■ Prompt ■
Copy only this range: the line with "the stone church" through the final line of the material, inclusive at both ends.

■ Records ■

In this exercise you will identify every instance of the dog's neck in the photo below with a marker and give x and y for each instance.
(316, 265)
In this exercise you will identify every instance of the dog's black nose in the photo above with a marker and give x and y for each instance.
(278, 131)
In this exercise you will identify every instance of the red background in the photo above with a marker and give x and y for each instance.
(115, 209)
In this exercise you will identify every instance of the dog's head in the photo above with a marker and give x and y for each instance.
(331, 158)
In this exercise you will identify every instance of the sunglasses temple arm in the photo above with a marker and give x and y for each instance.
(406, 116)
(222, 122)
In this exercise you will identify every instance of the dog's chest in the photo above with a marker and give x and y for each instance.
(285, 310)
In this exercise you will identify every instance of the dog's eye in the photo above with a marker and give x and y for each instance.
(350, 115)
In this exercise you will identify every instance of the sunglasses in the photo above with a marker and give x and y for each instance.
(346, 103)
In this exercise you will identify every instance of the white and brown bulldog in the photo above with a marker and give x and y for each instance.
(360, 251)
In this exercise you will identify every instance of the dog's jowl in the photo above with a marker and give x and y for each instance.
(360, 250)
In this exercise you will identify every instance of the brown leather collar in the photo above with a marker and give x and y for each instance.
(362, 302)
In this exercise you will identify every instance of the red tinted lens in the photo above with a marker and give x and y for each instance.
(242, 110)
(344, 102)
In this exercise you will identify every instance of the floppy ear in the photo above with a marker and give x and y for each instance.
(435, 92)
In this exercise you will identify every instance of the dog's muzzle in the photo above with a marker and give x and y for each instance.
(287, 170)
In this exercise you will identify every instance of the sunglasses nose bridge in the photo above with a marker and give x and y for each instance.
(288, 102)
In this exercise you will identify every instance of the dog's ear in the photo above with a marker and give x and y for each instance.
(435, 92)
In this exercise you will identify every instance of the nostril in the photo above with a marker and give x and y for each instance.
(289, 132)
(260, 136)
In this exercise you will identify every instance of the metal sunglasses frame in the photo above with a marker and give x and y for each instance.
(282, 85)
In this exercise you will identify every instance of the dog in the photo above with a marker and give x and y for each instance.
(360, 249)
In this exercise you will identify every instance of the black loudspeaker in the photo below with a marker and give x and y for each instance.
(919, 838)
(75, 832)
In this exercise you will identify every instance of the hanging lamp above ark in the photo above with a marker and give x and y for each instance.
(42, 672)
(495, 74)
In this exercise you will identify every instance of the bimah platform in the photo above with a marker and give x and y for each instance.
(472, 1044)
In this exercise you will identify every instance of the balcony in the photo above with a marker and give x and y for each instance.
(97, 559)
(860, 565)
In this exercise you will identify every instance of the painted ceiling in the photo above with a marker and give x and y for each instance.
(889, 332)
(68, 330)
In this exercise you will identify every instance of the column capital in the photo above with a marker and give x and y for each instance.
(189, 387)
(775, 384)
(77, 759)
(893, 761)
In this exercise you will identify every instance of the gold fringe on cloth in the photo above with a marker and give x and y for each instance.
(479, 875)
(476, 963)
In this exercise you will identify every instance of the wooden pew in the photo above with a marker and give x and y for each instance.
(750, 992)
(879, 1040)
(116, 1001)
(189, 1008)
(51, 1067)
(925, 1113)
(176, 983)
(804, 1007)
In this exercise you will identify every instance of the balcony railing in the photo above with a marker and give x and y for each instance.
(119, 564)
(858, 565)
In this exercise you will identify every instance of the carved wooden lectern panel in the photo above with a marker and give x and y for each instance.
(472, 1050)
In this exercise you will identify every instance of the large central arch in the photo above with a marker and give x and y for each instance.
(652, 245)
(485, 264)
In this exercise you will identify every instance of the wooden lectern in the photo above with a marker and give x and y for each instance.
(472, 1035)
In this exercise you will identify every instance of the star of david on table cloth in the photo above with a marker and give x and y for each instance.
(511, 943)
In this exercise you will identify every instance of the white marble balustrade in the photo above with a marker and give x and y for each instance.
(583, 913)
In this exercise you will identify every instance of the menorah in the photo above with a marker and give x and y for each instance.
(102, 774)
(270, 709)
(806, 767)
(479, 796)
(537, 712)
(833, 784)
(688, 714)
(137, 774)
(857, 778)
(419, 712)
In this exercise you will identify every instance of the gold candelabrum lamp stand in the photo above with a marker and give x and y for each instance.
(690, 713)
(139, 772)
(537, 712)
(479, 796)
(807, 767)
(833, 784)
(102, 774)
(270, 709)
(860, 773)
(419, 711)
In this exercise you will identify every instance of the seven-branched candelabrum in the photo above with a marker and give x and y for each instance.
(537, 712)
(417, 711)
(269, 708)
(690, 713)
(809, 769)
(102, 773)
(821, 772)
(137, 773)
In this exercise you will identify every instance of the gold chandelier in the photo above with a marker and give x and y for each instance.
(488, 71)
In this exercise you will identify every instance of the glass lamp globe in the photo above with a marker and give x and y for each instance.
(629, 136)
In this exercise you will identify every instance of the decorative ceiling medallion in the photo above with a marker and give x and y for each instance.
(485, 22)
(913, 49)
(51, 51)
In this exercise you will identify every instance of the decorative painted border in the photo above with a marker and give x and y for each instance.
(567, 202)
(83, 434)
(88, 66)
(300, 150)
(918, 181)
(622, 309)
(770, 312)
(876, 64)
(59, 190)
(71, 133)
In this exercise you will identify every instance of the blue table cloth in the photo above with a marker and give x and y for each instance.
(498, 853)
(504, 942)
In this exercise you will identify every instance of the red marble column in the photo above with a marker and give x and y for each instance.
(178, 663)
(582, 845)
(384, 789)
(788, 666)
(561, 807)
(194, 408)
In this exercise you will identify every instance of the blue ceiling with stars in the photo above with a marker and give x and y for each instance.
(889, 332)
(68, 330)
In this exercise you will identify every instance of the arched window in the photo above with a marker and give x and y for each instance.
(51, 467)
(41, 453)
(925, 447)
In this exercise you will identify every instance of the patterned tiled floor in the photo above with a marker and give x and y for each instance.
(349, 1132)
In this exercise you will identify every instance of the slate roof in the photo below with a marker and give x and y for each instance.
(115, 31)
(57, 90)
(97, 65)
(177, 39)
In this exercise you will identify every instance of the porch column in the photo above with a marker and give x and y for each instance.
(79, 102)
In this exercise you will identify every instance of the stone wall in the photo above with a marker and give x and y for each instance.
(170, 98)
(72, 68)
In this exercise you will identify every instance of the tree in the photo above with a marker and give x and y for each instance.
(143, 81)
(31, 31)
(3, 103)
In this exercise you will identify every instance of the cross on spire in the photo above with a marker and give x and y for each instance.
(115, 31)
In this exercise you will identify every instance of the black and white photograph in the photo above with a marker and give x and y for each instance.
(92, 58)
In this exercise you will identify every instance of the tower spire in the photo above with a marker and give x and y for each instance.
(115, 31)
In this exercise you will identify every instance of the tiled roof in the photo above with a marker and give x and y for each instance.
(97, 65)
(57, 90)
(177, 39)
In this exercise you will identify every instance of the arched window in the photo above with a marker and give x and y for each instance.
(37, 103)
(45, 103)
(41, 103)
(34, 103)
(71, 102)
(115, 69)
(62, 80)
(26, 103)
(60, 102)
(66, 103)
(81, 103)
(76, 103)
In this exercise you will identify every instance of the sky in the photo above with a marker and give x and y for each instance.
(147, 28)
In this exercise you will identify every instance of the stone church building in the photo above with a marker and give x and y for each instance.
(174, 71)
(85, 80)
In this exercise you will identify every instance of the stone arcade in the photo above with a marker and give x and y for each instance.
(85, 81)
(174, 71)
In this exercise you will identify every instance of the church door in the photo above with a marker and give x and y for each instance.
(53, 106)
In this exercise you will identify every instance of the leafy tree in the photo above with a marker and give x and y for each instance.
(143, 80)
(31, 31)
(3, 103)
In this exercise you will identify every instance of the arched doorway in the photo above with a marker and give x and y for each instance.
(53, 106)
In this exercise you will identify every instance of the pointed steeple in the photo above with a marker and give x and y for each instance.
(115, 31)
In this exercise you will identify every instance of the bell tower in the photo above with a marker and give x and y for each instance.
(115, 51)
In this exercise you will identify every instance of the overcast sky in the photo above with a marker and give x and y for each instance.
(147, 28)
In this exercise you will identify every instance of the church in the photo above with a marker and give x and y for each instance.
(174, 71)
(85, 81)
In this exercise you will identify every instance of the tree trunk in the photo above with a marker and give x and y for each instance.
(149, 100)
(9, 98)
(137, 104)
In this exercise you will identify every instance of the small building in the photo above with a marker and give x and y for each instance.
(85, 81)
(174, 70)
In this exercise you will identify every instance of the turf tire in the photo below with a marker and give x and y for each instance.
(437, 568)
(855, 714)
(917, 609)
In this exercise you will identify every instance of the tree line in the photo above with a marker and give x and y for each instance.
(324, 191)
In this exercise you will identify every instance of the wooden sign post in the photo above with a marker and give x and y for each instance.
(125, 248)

■ Final result ■
In this exercise you will identify every instance of the stone church building in the photo above with a marker and give x and y for each instance.
(174, 71)
(85, 80)
In this exercise you will identify every instance of the stone arcade in the photo above with a marker and give x and y for each instance.
(85, 81)
(174, 71)
In this exercise you will identify every instance of the church door in the photo above with a marker and give x and y for each instance.
(53, 106)
In this exercise you will identify every instance of the leafy tree in the photo above with a marker and give x and y for each instance.
(143, 80)
(31, 31)
(3, 103)
In this exercise you will identify every instance of the arched doorway in the photo above with a marker and give x and y for each instance.
(53, 106)
In this exercise you will identify every instance of the pointed steeple in the photo above with a marker and give x and y for each instance.
(115, 31)
In this exercise you will identify every instance of the bell tower in the photo above with a marker and give x and y for each instance.
(115, 51)
In this exercise you will identify every instance of the overcast sky in the photo above with a marker and give x and y for each instance.
(147, 28)
In this exercise you will identify every instance of the church in the photo above with a marker and give x and y for each instance.
(174, 71)
(85, 81)
In this exercise you will identify every instance of the tree trunk in the photo above with a marker and give x and y for each instance.
(149, 100)
(9, 98)
(137, 104)
In this exercise you will identify every instance of the small building in the photo above with a marker and give x and y for each instance.
(85, 81)
(174, 70)
In this exercise you will identify every instance of the turf tire in the photo below with a marker and give x and y for each instance.
(437, 568)
(855, 714)
(917, 609)
In this exercise you will identify every instance of the tree line in the photo above with a marker and give x and y for each instance.
(324, 191)
In this exercise you will identify every instance of the wooden sign post in the photo above with a marker and give x and y for each instance.
(125, 248)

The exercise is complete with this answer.